Passage>
⟨
Advertisement

Cancer Calls Answered via Toll-Free Hot Line

Share
Times Staff Writer

“Is the nuclear disaster at Chernobyl likely to affect cancer rates in Southern California?”

“I have throat cancer. Why did my doctor tell me to quit drinking alcohol?”

Those are the sort of questions volunteers answered during a recent shift on the switchboard of the Cancer Information Service of California (CISC).

CISC is a toll-free hot line providing detailed, up-to-date facts about all forms of the disease to the public and health professionals.

Advertisement

Sixty trained volunteers at USC’s Comprehensive Cancer Center and the Jonsson Comprehensive Cancer Center at UCLA answer calls, in English or Spanish, from 9 a.m. to 4:30 p.m., Monday through Friday. The statewide number is 1-800-4-CANCER or 1 (800) 422-6237. After hours, callers are referred by a taped message to the National Cancer Institute’s Information Service.

“People have a lot of concerns about cancer, both how to prevent it and how to cope with it when they or someone in their family has it,” explained Susan Karlins, associate director of the service, which is sponsored by the National Cancer Institute in Bethesda, Md.

“People feel comfortable talking to us because we are not directly involved with their situation. But we are well trained, and we do have scientific sources of information we refer to and help interpret,” Karlins said.
⟩
Extracted entries>
⟨
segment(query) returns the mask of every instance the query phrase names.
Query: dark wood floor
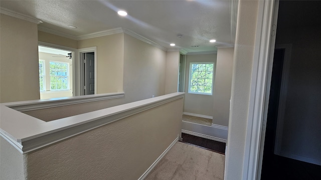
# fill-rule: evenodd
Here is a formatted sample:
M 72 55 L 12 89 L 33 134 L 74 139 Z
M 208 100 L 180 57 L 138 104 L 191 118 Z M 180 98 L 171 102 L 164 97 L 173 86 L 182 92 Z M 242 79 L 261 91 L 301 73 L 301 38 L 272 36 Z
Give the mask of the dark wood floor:
M 182 134 L 182 138 L 183 138 L 182 142 L 184 142 L 191 144 L 217 152 L 223 154 L 225 154 L 226 144 L 225 142 L 219 142 L 185 133 Z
⟩
Required tasks>
(a) In the hot line article, who is the associate director of the Cancer Information Service of California?
(b) Extract the portion of the hot line article from "Cancer Calls Answered" to "of California (CISC).", word for word.

List of answers>
(a) Susan Karlins is the associate director of the service.

(b)
Cancer Calls Answered via Toll-Free Hot Line

Share
Times Staff Writer

“Is the nuclear disaster at Chernobyl likely to affect cancer rates in Southern California?”

“I have throat cancer. Why did my doctor tell me to quit drinking alcohol?”

Those are the sort of questions volunteers answered during a recent shift on the switchboard of the Cancer Information Service of California (CISC).